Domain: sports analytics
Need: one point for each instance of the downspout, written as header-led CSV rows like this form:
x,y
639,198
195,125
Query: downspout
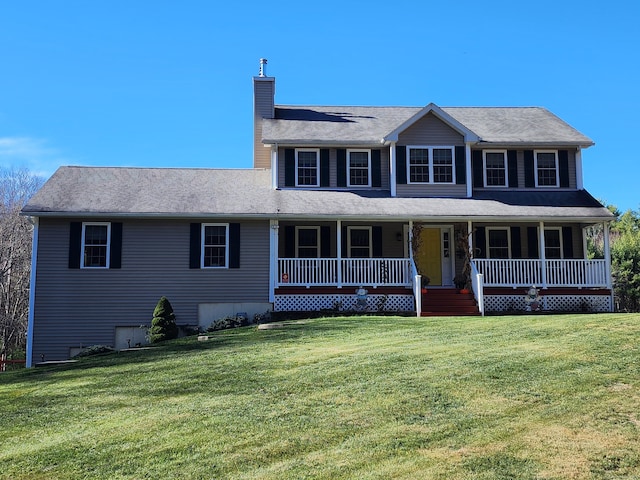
x,y
32,289
274,166
468,171
607,259
273,264
579,179
543,256
339,250
392,168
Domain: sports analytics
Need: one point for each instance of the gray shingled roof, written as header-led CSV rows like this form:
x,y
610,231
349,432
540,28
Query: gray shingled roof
x,y
192,193
370,125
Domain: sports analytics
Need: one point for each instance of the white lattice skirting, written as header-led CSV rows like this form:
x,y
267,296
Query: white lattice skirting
x,y
314,303
557,303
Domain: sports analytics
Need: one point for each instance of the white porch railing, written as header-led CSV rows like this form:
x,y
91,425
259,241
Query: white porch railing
x,y
547,273
345,272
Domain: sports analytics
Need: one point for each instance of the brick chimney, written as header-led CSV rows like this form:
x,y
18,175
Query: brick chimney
x,y
264,90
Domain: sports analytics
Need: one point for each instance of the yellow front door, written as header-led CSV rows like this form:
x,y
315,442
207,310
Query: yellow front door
x,y
429,255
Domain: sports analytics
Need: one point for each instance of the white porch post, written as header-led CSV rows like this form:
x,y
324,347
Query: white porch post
x,y
607,253
339,250
543,257
392,168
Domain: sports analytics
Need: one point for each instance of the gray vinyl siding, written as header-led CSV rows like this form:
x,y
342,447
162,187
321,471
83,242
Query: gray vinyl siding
x,y
81,307
430,130
333,168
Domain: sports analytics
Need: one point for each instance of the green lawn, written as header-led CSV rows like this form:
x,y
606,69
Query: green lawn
x,y
522,397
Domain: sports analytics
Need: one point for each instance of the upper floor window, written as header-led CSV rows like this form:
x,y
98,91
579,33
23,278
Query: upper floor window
x,y
430,164
96,245
307,167
215,241
359,242
546,168
498,242
359,168
495,168
308,242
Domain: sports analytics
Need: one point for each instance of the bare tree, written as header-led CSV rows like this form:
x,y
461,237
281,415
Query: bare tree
x,y
16,187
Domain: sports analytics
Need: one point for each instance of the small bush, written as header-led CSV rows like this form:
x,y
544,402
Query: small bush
x,y
163,324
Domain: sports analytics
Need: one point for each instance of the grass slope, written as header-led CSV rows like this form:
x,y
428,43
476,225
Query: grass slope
x,y
524,397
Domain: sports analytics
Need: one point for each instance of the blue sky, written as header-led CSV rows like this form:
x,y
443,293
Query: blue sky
x,y
168,84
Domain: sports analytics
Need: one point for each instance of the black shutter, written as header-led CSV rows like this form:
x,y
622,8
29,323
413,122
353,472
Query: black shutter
x,y
234,245
480,245
325,241
516,245
532,240
401,165
512,165
567,242
289,167
345,249
476,165
461,165
195,245
341,162
115,255
529,173
324,167
376,240
376,169
563,161
289,241
75,244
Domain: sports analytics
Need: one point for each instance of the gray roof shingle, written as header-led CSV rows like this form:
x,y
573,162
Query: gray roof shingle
x,y
197,193
370,125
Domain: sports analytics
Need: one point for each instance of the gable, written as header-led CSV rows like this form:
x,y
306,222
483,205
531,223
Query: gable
x,y
430,130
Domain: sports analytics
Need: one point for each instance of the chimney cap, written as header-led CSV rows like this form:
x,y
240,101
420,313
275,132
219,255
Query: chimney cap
x,y
263,71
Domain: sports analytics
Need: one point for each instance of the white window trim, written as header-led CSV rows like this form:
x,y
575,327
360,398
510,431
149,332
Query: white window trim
x,y
535,168
559,229
317,152
318,248
431,148
349,246
488,245
108,255
226,244
506,168
368,152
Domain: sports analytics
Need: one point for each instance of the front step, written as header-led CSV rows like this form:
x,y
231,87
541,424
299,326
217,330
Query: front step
x,y
439,302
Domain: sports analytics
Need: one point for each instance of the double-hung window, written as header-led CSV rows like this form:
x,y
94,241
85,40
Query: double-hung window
x,y
96,245
359,242
359,162
308,242
495,168
307,167
430,164
553,243
215,241
498,242
546,168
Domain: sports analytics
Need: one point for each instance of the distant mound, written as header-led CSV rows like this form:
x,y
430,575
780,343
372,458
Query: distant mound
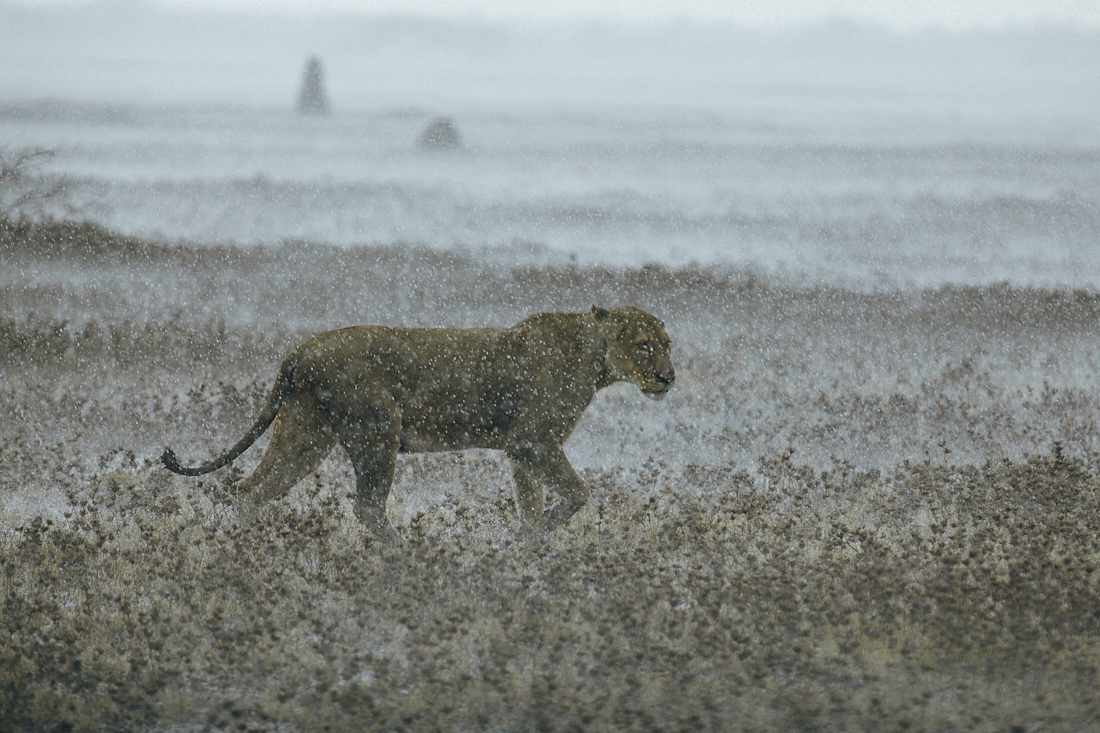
x,y
441,134
312,99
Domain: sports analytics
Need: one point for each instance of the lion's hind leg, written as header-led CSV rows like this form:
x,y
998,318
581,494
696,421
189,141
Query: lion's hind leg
x,y
300,440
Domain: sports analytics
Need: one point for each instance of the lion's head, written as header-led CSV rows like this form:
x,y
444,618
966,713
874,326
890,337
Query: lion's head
x,y
638,349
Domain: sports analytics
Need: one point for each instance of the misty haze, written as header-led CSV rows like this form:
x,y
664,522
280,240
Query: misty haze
x,y
869,501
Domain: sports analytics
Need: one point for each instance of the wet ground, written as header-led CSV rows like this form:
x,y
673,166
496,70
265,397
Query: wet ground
x,y
857,510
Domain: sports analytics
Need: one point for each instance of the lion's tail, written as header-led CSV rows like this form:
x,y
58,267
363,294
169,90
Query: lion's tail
x,y
284,385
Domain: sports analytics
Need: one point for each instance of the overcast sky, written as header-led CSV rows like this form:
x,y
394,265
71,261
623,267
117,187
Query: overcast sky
x,y
905,14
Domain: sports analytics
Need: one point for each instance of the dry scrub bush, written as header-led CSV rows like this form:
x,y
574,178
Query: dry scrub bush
x,y
963,598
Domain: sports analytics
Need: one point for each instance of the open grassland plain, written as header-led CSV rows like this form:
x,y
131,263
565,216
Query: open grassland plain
x,y
857,511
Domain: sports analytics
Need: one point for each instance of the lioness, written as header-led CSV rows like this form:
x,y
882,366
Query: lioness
x,y
383,391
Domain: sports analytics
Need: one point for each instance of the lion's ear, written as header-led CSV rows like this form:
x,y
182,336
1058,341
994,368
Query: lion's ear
x,y
601,314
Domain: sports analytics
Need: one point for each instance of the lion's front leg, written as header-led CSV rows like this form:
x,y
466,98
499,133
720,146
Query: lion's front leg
x,y
535,467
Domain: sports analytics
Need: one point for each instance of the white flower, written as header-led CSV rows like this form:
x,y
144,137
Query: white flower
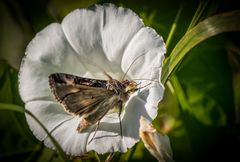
x,y
157,144
110,37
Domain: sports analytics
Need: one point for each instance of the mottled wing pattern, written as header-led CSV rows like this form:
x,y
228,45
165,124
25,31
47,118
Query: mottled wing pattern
x,y
82,96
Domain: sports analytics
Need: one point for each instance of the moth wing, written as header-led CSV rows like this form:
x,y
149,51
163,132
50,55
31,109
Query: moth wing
x,y
86,101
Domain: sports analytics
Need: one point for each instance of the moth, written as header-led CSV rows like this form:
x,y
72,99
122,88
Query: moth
x,y
91,99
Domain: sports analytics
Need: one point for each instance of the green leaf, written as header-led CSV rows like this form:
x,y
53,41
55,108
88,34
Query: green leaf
x,y
211,26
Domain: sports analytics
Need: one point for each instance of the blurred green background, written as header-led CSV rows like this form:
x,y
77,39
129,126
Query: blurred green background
x,y
201,107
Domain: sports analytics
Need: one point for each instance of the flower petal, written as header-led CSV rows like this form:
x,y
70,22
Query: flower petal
x,y
72,142
109,130
145,53
49,113
119,27
47,53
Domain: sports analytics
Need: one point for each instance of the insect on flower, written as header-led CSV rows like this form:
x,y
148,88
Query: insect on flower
x,y
60,61
91,99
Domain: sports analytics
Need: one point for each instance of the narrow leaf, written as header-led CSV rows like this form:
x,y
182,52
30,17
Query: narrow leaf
x,y
211,26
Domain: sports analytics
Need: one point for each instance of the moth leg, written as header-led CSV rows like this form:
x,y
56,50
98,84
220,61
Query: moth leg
x,y
119,115
82,125
95,131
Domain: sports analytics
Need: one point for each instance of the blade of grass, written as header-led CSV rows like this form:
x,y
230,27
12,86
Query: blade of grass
x,y
209,27
174,26
198,14
12,107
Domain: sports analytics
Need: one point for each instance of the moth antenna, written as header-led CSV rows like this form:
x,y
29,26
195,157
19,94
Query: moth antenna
x,y
95,132
119,117
148,80
144,86
131,66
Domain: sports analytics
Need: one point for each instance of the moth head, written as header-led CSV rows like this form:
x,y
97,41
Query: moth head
x,y
131,86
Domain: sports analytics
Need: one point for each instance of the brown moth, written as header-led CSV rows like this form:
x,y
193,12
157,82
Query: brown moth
x,y
91,99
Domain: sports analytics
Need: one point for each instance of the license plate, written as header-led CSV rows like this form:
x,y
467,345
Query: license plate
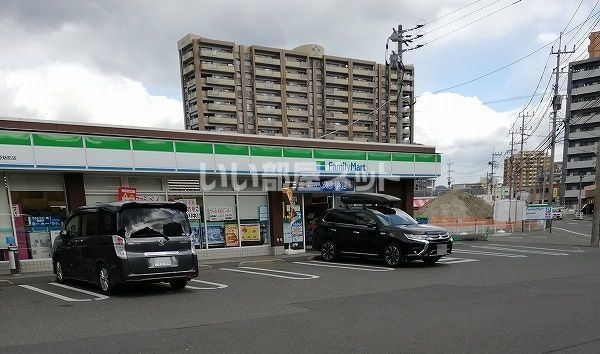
x,y
162,262
442,249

ABOUT THIS TASK: The result should hold only the lines from the line with "Query: moth leg" through the final line of the records above, copied exactly, with pictures left out.

SOLUTION TO THIS PROBLEM:
Query: moth leg
x,y
119,115
82,125
95,131
Domain: sports analytics
Need: one point for each instance of the blade of grass, written as header-led CSV rows like this form:
x,y
230,27
12,86
Query: blade of grass
x,y
209,27
174,26
198,14
12,107
Domain: sports analytics
Need: one point for each instance of the moth antenna, written as header-led CSV rows like this form:
x,y
29,26
195,157
19,94
Query: moth antenna
x,y
95,132
119,117
148,80
144,86
131,66
Domain: sports analytics
Need: one point for each instance of the moth head, written as header-led CSV rows like this form:
x,y
97,41
Query: moth head
x,y
131,86
Domain: sports analytics
Need: one point for each instance of the brown moth, written as header-led CSV rows like this form:
x,y
193,12
157,82
Query: brown moth
x,y
91,99
Domain: sports analytics
Need: one point for each instance of the license plate, written as header-led CSV rows like this form:
x,y
467,345
Query: license plate
x,y
162,262
442,249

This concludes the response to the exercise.